**Study text:**
====================

Posted on Nov 26, 2001

Think of Union and you think of upstate New York, right? But no need to limit yourself-you can also think of Rennes, Seville, Sao Paulo, Vienna, Nairobi, Osaka, Nanjing, and dozens of other places around the globe where the College is sending students to learn.

Today, if you're a Union student, the odds are in your favor that you'll participate in some international program. In 2000-01, 333 students did it; that translates into around seventy percent of Union's students studying abroad at some point in their years at the College.

Impressive, when twenty percent is considered high at most colleges.

Director of International Programs William Thomas says, “We're aware of how true it is today that international borders don't represent boundaries anymore, that we're living in an interconnected world, and need to learn about and from other cultures. And more and more companies want to hire graduates who have had experience in a foreign country. Everybody who studies abroad gains advantages that eventually pay off in their careers.”

Now well into its fourth decade, the international program at Union has become known for its breadth and diversity. Terms abroad, exchange programs, and mini-terms involve twenty-six countries across Europe, Africa, Asia, and Latin America.

“We're lucky,” says Thomas, “because we began the study abroad program on a fairly large scale at the right time-early on. Colleges that have started more recently have had to rely on outside programs, including some profit-making institutions abroad, making it more expensive.”

Do students get interested in Union College because of its involvement in study abroad? Or vice versa? The answer is “both.”
Says Thomas, “At Union, study abroad is in great demand, and in fact, it's become an important retention device. It's part of what makes us what we are. It's also a major selling point. We have waiting lists galore.”

The flexibility of ten-week terms allows many students to go abroad, at costs only slightly higher than a term on campus. Most programs emphasize the study of the native language and include a broad examination of the history, literature, art, politics, and culture of each nation.

====================

**Entries shown:**
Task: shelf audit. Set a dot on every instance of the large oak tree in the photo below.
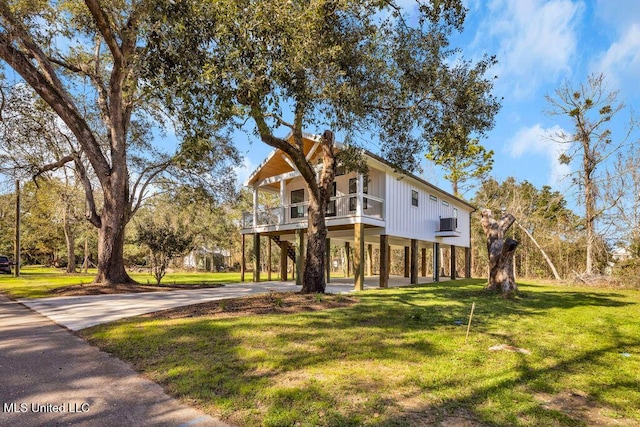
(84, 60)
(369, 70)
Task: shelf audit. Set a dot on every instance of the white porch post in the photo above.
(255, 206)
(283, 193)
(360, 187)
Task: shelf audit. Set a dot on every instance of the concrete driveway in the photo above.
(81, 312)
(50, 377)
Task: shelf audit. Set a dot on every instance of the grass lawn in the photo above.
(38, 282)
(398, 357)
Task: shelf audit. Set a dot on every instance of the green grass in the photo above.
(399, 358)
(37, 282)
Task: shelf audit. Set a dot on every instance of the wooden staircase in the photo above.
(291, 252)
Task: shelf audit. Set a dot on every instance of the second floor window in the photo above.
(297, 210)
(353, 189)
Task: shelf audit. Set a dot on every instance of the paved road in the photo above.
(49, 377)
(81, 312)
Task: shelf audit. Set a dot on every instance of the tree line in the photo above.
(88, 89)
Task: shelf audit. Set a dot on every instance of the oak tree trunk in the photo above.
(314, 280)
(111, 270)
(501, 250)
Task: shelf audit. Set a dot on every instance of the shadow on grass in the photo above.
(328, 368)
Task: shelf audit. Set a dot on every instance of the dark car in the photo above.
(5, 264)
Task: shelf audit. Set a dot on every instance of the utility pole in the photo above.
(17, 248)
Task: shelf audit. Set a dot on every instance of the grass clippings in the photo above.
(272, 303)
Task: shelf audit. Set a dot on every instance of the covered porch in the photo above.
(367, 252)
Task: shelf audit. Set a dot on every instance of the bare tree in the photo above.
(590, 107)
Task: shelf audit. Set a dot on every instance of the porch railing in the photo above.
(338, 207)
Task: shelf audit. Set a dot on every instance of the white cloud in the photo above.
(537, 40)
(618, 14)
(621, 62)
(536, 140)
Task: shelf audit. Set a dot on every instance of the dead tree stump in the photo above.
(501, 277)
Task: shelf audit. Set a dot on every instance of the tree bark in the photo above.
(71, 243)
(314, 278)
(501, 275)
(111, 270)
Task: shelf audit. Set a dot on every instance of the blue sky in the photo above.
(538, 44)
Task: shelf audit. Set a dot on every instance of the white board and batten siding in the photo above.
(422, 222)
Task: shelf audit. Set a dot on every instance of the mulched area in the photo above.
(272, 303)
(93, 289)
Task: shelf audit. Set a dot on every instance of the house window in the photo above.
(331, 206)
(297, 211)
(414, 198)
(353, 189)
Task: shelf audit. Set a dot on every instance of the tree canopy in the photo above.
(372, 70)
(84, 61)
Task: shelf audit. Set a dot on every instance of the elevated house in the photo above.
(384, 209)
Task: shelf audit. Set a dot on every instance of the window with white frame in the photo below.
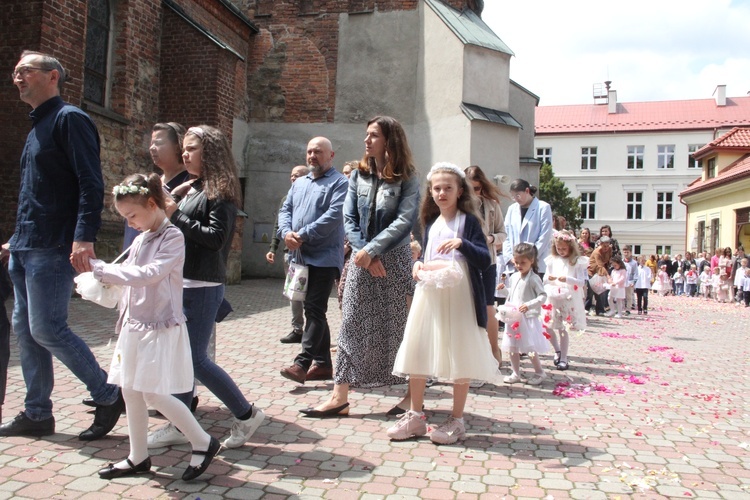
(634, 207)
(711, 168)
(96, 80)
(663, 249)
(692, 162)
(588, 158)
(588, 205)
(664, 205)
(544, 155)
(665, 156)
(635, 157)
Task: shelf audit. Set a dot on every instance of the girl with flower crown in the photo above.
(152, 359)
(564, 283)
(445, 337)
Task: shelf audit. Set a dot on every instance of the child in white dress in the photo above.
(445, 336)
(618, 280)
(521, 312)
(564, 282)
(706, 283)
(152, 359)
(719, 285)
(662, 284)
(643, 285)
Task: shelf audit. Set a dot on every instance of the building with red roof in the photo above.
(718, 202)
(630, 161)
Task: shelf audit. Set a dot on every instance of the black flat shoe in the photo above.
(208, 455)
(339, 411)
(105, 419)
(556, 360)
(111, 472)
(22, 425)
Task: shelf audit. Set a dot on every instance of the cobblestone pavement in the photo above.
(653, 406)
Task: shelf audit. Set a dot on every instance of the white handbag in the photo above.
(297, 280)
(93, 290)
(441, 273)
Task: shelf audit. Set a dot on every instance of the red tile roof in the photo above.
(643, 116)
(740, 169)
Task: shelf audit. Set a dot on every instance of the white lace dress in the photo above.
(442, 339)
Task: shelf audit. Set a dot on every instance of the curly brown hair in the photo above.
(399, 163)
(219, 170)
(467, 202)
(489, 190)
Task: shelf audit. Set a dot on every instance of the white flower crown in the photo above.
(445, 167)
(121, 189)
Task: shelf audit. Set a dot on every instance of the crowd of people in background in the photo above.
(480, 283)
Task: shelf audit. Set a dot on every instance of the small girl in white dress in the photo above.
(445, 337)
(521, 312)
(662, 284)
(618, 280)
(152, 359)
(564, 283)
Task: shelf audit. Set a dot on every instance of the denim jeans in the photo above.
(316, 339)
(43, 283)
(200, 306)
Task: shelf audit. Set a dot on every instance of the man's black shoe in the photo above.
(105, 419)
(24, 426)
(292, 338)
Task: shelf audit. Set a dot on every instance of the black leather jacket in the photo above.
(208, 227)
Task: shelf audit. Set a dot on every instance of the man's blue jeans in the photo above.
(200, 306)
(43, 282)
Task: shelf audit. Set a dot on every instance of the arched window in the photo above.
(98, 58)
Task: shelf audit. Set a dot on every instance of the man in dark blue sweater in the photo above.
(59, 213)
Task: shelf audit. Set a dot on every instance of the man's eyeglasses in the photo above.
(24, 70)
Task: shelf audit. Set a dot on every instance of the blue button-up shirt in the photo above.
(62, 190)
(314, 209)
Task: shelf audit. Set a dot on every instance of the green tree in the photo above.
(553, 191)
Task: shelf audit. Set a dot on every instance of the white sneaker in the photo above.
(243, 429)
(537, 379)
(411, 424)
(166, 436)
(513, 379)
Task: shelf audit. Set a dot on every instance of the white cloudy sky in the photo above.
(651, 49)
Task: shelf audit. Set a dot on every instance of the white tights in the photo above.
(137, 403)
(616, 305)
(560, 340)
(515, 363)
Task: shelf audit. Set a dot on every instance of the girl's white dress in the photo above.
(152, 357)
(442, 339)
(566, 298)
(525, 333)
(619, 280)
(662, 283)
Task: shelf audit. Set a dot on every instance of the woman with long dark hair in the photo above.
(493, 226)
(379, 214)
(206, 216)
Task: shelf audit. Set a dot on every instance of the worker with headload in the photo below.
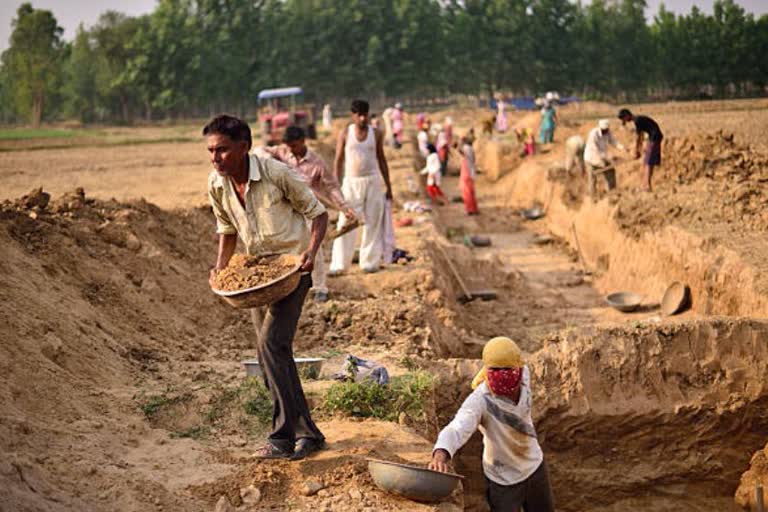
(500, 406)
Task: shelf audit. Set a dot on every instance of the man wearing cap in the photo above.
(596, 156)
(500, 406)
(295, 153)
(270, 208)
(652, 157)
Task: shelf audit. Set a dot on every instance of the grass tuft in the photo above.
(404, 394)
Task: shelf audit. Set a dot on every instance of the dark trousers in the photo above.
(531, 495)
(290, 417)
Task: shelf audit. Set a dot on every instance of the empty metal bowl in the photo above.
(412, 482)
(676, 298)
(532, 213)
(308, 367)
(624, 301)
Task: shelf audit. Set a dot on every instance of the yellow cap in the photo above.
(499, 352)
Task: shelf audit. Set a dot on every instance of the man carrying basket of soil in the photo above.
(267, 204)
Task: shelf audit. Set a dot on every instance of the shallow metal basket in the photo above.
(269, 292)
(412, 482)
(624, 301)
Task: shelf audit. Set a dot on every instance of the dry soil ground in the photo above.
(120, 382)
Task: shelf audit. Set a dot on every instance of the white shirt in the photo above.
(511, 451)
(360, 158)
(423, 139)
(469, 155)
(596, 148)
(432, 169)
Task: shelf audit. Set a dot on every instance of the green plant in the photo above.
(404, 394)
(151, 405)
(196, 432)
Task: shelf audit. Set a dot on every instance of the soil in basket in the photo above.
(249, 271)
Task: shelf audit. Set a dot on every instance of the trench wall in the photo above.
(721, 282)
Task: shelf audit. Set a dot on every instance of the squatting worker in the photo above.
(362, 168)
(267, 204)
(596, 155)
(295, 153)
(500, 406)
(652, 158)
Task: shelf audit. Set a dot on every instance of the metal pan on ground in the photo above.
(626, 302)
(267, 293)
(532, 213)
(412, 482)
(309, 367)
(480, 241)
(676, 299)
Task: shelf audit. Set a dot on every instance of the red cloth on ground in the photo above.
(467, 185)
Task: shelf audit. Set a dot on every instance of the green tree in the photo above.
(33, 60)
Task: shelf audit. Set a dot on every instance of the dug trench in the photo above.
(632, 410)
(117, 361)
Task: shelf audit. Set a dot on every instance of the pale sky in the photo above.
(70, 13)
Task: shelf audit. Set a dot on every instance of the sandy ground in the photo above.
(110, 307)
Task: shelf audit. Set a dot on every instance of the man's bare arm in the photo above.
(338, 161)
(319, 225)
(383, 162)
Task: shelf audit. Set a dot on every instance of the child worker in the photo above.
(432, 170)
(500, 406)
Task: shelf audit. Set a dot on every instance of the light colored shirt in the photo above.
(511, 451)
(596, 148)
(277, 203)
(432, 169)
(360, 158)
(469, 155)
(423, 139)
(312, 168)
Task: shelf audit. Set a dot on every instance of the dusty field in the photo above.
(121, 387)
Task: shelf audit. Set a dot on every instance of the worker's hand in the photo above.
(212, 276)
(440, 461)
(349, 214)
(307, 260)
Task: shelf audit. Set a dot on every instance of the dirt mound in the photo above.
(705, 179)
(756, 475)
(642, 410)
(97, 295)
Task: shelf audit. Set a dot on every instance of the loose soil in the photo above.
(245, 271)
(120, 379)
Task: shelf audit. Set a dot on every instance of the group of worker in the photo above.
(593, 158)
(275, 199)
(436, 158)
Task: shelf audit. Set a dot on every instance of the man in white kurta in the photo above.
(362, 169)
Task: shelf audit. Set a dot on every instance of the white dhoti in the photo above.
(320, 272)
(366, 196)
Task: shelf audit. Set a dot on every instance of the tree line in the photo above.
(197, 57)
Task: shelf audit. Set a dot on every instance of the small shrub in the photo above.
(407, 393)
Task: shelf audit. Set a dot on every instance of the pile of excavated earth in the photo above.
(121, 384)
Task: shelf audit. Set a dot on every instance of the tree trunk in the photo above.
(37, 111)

====================

According to the study abroad article, how many Union students took part in an international program in 2000-01? Use only the study abroad article, not the data.

333 students.